### GOAL A:
Translate this sentence from the forum post about Jolie into Spanish: "I found out that she is a Tibetan Spaniel."
##### DOCUMENT TEXT #####
# Update on Jolie



## DoglovingSenior (Jun 26, 2011)

This has been a very,very,very busy week for me, therefore I have not posted this before. I named my little rescue *JOLIE*. I found out that she is a Tibetan Spaniel. She is a young dog and is the sweetest little girl in the world. After my flailing around re: her food., I followed some great advice, skinned a chicken drumstick & gave it to her. Thanks Re. She tackled that drumstick like I couldn't believe. I couldn't get over how those tiny little teeth could chew thru that bone <LOL> She usually eats half in the AM & the other half in the PM. Her poops are excellent. 
The vet reported her healthy, no heartworms but we will rerun the test in 6 mths just to be certain-she is on Ivermectin-oh yes, she weighs 12.5 lbs. We have gotten rid of her fleas. She is on a flea preventative at the moment. I am going to take her back to the vet and have titres run to test her immunities or lack of them. Hope that rabies will be her only shot. 
I have not made too much of an effort to find her owners-I have dutifully checked newspapers, online and at the local Shelter & with the Rescue groups. No one seems to be looking for her. The too tight collar & the flea infestation made me a rather unsympathetic rescuer.
##### DATA RECORDS #####
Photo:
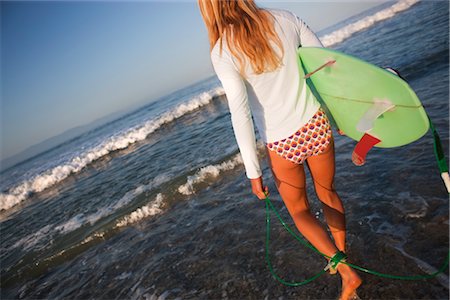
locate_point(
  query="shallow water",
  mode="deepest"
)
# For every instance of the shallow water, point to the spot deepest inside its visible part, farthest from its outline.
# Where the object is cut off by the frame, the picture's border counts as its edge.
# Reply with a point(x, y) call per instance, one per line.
point(155, 215)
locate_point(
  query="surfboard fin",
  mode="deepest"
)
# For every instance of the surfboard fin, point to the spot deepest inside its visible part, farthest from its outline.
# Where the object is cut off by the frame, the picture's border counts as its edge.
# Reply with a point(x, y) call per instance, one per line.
point(362, 148)
point(378, 108)
point(327, 64)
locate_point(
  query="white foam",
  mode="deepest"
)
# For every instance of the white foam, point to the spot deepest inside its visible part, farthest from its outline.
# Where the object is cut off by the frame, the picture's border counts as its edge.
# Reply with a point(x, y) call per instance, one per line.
point(47, 179)
point(151, 209)
point(81, 219)
point(31, 240)
point(347, 31)
point(210, 171)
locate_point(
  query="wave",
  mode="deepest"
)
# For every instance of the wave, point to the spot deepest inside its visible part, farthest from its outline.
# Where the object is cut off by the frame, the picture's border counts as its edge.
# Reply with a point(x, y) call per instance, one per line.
point(345, 32)
point(208, 172)
point(43, 238)
point(151, 209)
point(53, 176)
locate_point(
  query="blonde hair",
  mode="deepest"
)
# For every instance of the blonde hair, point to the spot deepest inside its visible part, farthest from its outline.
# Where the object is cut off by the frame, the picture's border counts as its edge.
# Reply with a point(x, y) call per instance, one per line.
point(247, 29)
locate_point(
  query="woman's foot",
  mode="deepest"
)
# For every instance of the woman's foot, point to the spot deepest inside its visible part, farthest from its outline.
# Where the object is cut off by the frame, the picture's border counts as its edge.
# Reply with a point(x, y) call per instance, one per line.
point(350, 282)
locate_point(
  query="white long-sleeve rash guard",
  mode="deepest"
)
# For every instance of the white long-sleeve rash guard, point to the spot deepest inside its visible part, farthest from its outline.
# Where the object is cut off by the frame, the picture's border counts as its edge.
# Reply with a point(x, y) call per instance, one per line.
point(279, 101)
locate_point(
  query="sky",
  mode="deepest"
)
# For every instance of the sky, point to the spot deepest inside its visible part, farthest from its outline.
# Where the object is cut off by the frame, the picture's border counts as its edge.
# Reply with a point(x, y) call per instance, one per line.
point(68, 63)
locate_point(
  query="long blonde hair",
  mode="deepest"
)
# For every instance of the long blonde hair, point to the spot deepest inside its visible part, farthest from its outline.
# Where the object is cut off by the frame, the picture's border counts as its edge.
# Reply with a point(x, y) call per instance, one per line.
point(247, 29)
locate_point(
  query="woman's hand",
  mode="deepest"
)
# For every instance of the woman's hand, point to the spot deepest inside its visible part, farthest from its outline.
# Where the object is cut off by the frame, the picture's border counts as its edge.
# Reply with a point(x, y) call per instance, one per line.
point(259, 189)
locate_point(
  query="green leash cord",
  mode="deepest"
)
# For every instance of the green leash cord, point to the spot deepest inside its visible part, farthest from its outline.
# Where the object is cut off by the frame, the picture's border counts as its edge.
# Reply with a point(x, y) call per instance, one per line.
point(270, 207)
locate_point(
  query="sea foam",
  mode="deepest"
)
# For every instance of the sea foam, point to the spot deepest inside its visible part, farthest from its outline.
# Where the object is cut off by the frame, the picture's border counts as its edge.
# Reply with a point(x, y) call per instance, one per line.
point(51, 177)
point(345, 32)
point(151, 209)
point(209, 171)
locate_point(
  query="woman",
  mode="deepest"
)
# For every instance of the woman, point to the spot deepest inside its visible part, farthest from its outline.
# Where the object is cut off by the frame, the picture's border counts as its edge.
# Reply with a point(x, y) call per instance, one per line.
point(253, 52)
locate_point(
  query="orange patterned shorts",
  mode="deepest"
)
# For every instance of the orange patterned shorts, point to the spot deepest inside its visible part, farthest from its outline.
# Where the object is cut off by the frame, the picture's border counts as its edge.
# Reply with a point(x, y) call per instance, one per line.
point(311, 139)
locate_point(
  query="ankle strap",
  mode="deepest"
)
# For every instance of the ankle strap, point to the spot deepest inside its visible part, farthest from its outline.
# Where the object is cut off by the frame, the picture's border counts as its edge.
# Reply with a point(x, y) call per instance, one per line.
point(335, 260)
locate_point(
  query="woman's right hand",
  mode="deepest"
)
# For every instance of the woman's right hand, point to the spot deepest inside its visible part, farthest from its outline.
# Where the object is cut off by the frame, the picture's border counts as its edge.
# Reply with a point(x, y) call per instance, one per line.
point(259, 189)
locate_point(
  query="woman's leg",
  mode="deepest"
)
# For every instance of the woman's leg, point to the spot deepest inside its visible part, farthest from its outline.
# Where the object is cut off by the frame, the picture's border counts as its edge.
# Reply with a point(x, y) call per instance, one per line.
point(290, 181)
point(322, 169)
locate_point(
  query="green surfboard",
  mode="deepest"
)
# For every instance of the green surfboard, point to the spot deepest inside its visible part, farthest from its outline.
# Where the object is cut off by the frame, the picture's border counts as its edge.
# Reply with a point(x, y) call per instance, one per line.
point(363, 98)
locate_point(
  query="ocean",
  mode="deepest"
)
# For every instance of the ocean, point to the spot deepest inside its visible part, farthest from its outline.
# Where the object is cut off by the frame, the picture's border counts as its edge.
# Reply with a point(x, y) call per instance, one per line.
point(156, 204)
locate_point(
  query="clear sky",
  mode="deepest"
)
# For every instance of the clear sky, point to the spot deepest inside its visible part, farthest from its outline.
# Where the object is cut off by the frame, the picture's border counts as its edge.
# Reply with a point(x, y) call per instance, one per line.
point(66, 64)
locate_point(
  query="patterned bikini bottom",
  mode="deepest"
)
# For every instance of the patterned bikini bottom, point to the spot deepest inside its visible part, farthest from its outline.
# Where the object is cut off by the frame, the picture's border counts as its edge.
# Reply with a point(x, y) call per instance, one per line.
point(311, 139)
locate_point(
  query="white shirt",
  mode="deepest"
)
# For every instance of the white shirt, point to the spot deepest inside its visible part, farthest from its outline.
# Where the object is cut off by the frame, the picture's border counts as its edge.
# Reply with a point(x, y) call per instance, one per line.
point(279, 101)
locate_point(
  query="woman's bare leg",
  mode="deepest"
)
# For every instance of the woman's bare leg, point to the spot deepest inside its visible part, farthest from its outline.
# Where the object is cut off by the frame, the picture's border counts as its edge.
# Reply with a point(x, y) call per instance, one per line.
point(291, 184)
point(322, 169)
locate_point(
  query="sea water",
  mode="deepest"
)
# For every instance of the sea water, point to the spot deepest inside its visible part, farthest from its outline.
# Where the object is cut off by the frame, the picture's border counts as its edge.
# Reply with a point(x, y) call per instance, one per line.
point(156, 204)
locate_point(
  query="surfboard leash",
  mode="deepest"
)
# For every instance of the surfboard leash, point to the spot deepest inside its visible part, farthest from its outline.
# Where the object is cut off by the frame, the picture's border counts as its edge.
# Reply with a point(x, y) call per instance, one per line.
point(270, 207)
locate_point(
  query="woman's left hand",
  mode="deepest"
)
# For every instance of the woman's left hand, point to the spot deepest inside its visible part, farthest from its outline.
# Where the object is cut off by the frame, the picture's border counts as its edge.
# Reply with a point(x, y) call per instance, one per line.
point(259, 189)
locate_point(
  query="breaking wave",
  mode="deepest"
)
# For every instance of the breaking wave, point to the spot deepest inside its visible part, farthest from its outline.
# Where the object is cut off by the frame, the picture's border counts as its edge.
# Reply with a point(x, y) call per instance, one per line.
point(51, 177)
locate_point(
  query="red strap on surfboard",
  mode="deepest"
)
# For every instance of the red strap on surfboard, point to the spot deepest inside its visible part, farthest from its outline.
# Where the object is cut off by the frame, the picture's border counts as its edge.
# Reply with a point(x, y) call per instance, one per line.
point(362, 148)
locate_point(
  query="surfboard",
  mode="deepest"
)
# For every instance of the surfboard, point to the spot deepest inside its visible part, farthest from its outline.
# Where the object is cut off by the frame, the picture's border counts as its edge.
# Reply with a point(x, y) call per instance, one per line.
point(363, 98)
point(374, 106)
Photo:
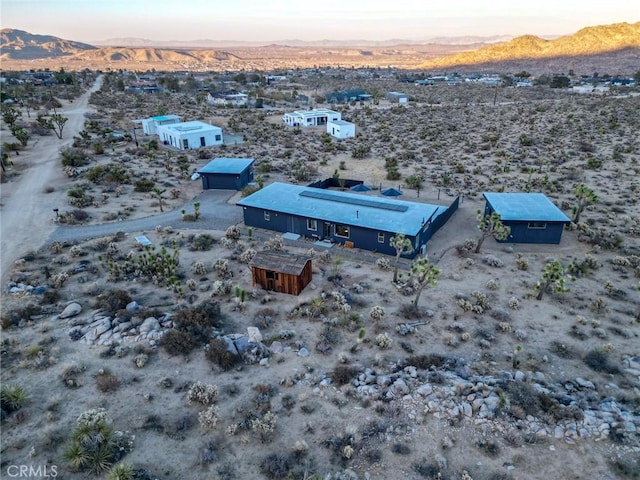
#####
### GOAL B:
Transcribe the lines of the listing from its first line through the line holding "point(155, 215)", inclusive, and leave the pictures out of your answer.

### FULL ANSWER A:
Descubrí que es un spaniel tibetano.

### FULL ANSWER B:
Photo:
locate_point(
  query="shallow water",
  mode="deepest"
)
# For every instance of the shallow water, point to the spot deepest inside its visible part, farthest from its outline.
# Where the object is cut off by the frame, the picture's border counts as its edge.
# Reply with a point(x, y) call per instance, one per line.
point(155, 215)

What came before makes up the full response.